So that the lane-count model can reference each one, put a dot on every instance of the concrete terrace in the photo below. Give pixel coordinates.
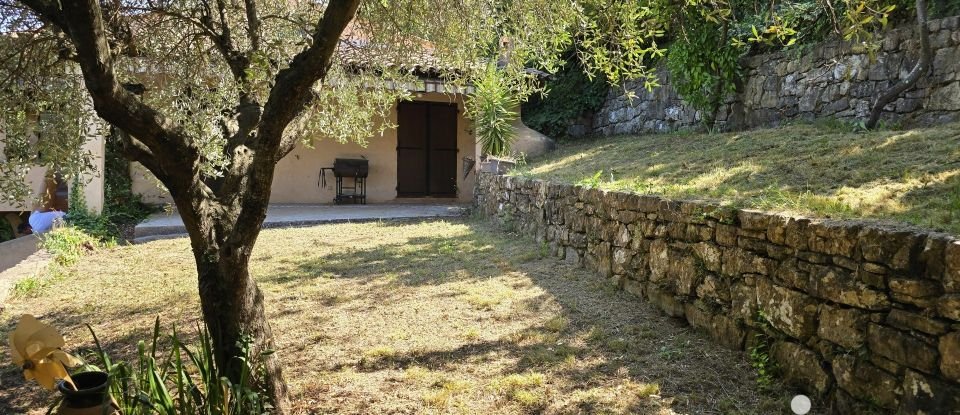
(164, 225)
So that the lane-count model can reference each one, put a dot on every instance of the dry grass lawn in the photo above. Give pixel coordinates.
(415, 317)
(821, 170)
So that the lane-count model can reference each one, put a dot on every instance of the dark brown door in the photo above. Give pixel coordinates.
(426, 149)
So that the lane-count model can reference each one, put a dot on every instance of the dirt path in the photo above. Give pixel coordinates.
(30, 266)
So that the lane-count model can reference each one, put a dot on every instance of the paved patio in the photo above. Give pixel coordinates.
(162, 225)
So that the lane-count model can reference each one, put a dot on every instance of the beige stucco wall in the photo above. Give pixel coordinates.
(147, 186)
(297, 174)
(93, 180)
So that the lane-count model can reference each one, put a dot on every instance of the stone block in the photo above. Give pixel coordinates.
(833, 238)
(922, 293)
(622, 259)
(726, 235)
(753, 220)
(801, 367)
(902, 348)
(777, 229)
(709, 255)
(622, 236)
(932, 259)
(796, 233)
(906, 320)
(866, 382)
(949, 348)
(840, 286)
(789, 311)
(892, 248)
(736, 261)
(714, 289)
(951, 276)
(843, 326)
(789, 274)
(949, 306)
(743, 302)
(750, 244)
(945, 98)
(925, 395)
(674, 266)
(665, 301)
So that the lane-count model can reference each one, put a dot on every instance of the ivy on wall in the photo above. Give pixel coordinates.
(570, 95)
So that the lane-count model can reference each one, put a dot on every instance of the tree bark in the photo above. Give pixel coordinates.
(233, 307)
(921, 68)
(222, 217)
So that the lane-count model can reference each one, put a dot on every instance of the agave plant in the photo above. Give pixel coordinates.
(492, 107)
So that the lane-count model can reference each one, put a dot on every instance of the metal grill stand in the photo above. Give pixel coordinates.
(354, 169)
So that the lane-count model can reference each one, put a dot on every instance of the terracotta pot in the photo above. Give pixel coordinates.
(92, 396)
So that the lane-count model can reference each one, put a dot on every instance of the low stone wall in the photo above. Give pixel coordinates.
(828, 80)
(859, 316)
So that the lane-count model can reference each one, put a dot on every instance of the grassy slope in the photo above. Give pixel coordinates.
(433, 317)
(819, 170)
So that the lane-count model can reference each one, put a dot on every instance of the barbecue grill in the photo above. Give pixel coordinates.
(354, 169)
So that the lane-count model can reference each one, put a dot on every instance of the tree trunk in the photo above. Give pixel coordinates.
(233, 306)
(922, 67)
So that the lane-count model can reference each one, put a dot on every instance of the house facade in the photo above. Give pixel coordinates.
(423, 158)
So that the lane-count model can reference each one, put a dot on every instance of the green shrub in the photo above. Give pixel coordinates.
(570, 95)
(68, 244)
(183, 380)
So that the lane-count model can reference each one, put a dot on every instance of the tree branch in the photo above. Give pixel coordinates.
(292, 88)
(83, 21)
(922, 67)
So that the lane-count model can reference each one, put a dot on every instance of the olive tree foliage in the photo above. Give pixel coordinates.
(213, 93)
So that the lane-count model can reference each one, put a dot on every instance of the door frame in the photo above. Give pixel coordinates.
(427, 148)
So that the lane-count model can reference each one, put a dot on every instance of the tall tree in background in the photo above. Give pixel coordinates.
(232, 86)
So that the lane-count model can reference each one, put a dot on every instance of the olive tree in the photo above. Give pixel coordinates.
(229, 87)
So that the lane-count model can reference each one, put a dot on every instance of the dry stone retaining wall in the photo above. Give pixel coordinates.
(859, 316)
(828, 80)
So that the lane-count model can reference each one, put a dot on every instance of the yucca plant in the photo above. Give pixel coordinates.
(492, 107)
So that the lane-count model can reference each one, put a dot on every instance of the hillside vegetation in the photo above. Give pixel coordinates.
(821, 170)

####################

* [Set problem]
Output, unchanged, the lines from the line with "grill in the photo above. Give pixel coordinates." through the final line of the material.

* [Exercise response]
So that the lane-count model can reference each one, put a dot on every instance of the barbecue grill in the photo above. Give pixel coordinates.
(354, 169)
So that the lane-count model can reference each one, put a dot on every instance of the tree trunk in the photo above. Give pixel coordinates.
(233, 306)
(922, 67)
So that the lane-count model can reference each one, put a dot on every instance of the house facade in the photo above. Give pixel coordinates.
(423, 158)
So that the lane-count model can reference each one, put a dot on every instance of the green shrub in the photo above. Give pixel coordinates.
(570, 95)
(68, 244)
(183, 380)
So that the lane-count model can reference each one, put a dot on every instance of the tree branch in the photo above. Give pixel coordinates.
(292, 88)
(83, 21)
(922, 67)
So that the lane-count model can reference each one, put a dot on every instance of the olive tree foliage in the photo above. Give pixel coordinates.
(213, 93)
So that the lane-count model can reference each one, put a dot on every instance of the door frame in the photo above. Give pixel coordinates.
(427, 148)
So that the lane-count model can reference each one, put a dot on every instance of the tall tree in background in the photo above. Give pixel coordinates.
(232, 86)
So that the lane-count model can reference each one, put a dot on every instance of the olive tree in the photo above. Give pixel coordinates.
(229, 87)
So that the lane-count model can reference each one, put a dot on every instance of the dry stone retaining wall in the photo above. Give pixel coordinates.
(859, 316)
(828, 80)
So that the lane-count model can reference each one, put a dot on every instance of the yucca plant in the photo above. Give pixel coordinates.
(492, 107)
So that the lane-count model can reference each one, put a dot on every instance of the hillside vegetation in the photo above. Give pixel coordinates.
(821, 170)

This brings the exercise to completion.